= What you have to do =
Rescale the items below from the line with "Would you mind marking the shovel" up to and including the line with "(1091, 562)". Give each of those lines again, with the requests left as they are and every pixel coordinate in the answers multiplied by 1.05 and rounded to a whole number, halves rounded up.

------------------------------

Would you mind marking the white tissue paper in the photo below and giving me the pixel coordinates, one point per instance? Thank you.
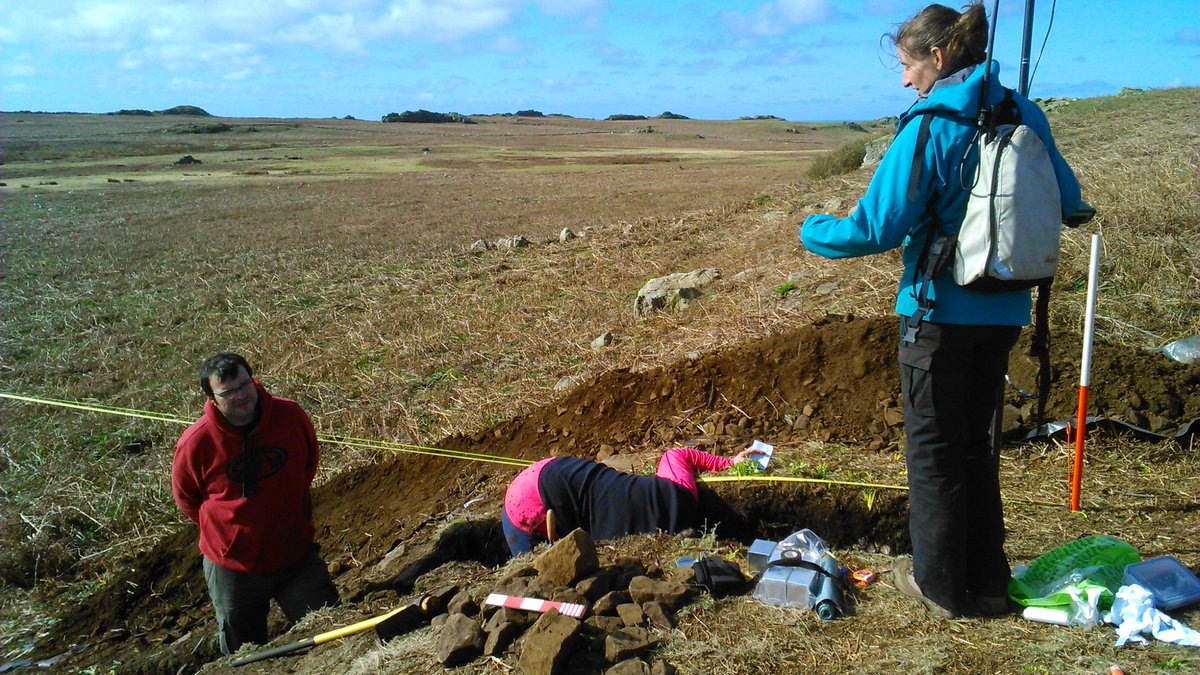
(1134, 613)
(766, 449)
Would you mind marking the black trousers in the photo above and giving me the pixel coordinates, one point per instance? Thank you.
(951, 380)
(243, 599)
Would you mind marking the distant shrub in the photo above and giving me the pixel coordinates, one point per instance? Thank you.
(219, 127)
(426, 117)
(186, 111)
(837, 162)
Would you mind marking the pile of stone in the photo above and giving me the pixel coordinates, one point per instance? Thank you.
(629, 609)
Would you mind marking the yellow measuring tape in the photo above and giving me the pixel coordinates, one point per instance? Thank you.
(322, 437)
(423, 449)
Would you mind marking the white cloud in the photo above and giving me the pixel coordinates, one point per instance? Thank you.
(337, 31)
(442, 21)
(562, 7)
(781, 16)
(505, 45)
(22, 65)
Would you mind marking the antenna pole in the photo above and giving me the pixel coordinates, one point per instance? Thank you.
(1025, 48)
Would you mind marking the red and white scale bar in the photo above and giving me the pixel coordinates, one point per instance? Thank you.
(535, 604)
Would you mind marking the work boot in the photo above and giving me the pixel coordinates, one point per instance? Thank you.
(901, 575)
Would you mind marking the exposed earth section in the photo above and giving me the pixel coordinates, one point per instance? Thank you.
(833, 381)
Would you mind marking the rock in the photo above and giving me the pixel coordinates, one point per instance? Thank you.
(517, 242)
(568, 596)
(549, 644)
(501, 637)
(629, 667)
(663, 668)
(604, 623)
(594, 587)
(508, 615)
(567, 383)
(630, 614)
(628, 643)
(603, 341)
(460, 640)
(874, 150)
(833, 204)
(462, 603)
(571, 557)
(609, 602)
(673, 292)
(671, 595)
(893, 416)
(659, 616)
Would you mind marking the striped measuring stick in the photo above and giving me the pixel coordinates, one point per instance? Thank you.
(535, 604)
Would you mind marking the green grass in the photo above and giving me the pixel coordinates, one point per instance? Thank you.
(843, 160)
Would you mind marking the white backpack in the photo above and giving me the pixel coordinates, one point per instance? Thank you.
(1009, 237)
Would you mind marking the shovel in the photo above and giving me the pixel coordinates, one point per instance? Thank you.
(426, 607)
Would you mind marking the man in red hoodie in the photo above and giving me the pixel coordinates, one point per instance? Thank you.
(243, 473)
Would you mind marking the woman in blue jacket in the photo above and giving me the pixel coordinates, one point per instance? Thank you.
(952, 371)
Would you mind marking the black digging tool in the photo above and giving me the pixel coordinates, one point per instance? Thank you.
(427, 607)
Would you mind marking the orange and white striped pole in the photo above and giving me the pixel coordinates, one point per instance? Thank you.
(1085, 370)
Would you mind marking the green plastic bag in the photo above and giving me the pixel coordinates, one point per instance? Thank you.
(1091, 562)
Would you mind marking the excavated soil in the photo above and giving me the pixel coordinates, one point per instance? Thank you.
(831, 381)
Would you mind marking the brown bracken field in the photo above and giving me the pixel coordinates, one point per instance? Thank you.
(336, 256)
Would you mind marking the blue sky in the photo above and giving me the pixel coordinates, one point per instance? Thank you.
(796, 59)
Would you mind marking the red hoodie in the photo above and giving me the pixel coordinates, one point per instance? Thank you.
(249, 493)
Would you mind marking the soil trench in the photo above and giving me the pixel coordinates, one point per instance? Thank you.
(832, 381)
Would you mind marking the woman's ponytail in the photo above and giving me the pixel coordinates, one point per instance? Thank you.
(961, 36)
(967, 41)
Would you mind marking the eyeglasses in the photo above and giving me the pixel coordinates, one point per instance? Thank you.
(229, 394)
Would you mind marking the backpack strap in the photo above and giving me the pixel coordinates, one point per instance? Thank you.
(939, 250)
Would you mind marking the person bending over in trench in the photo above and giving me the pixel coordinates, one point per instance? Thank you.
(605, 502)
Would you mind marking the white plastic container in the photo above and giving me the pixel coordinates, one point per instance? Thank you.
(1171, 584)
(785, 586)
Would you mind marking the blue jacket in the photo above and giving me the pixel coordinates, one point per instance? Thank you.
(886, 217)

------------------------------

= Exercise result =
Would you mind marking the shovel in the photo above and giving me the pixel coordinates, one point per instance? Thank you.
(447, 637)
Would you mind marking the man in red hoodie in the photo above and giving me the pixel coordinates, one point per instance? Thank you.
(255, 497)
Would you mind marking the woman in blue jacket in the photo above and giving me the pixel coordinates, one point per instance? Thank you.
(1000, 390)
Would you mind marking the black digging tool in the photo above and giving me the pixel coordinates, one point per instance? Thank you.
(448, 637)
Would you mind marking the orange and white striped pole in the photo above and giving me the pixel coordinates, one point per instance? Thank you.
(1139, 389)
Would you mind marking the green plastic bag in the photo above and giving me the pixel coordinates, one point per instance? Thank you.
(1146, 590)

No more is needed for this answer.